======== AVAILABLE DATA

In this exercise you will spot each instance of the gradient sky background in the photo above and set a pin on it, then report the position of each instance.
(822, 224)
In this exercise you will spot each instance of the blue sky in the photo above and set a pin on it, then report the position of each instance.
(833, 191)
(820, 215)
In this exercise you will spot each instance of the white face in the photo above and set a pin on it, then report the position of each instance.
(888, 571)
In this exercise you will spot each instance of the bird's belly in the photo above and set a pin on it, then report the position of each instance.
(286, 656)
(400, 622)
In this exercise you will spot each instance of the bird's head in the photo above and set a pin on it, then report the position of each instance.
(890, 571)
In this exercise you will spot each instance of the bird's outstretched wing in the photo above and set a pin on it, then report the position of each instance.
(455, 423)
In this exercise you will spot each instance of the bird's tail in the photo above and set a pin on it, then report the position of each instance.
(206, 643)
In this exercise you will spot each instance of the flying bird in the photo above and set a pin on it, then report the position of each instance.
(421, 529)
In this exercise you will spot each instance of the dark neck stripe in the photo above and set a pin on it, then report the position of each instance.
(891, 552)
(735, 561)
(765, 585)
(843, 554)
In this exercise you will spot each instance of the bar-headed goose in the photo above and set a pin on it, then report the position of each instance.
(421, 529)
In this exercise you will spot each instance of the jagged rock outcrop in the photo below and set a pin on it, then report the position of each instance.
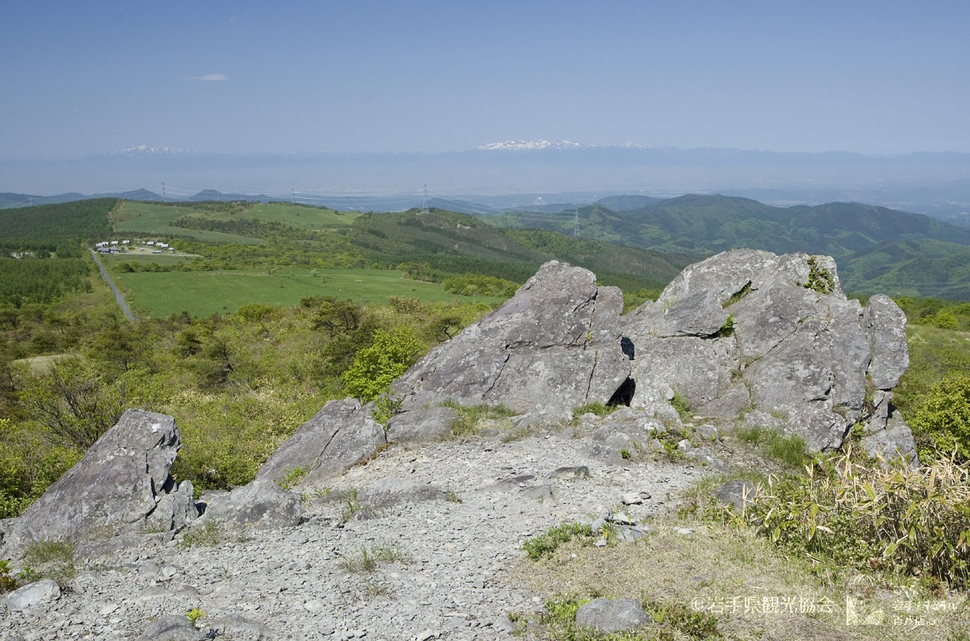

================

## WHAT YOU ARE ASKED TO DO
Restate each entry word for word, leaving out any pictures.

## COMPLETED EXERCISE
In this exercise you will spot each instance of the gradient sky background in the photo above and set a pin on it, then report the position of each instance.
(822, 224)
In this exercise you will spot each instance of the blue sky in the photo above and set a pin on it, then report the position of each instance.
(833, 191)
(820, 215)
In this exercise you will spot each instance of the white face in the photo above and set a pin on it, then report the position of each instance.
(888, 571)
In this exercise you will spot each instance of the bird's belly in the photo above and set a pin on it, then report the position of each instance.
(286, 656)
(400, 622)
In this exercise you will spot each instance of the bird's head in the photo above and set a pin on it, then report the position of each instance.
(890, 571)
In this exercise you will spot each instance of the bird's outstretched wing in the photo above and set a pin on it, then report the position of each instance.
(455, 423)
In this exercise you will spot each instance of the bird's tail in the photo above and set a pin on it, then report the position of each instance.
(206, 643)
In this exercise you will spot each instance of the flying bird in the photo above and set a pin on it, then report the position of each instance.
(421, 529)
In this exercise you will spot each instance of the dark neck stripe in the photo above and set a pin on it, then report the position of each instance.
(891, 552)
(735, 561)
(765, 585)
(843, 554)
In this exercise you will spot each instance of the bar-headed goose in the photo above and set a pin on it, then report the position of each instance.
(421, 529)
In this exercise you will spot each instance of the jagged rock outcrop in the photo below and set a pin on it, then report the position of each instance.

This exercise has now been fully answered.